_EXERCISE GOAL_
Swap "cumulus cloud" for "cirrus cloud" throughout the entries, and write them out again with everything else left as is.
— START OF WORKING DATA —
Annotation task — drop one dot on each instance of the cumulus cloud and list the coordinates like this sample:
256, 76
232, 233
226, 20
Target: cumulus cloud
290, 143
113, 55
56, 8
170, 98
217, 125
— END OF WORKING DATA —
_SOLUTION TO THIS PROBLEM_
Annotation task — drop one dot on each instance of the cirrus cloud and list the coordinates like this sample:
256, 76
232, 233
226, 20
Target: cirrus cloud
290, 143
113, 55
56, 8
170, 98
217, 125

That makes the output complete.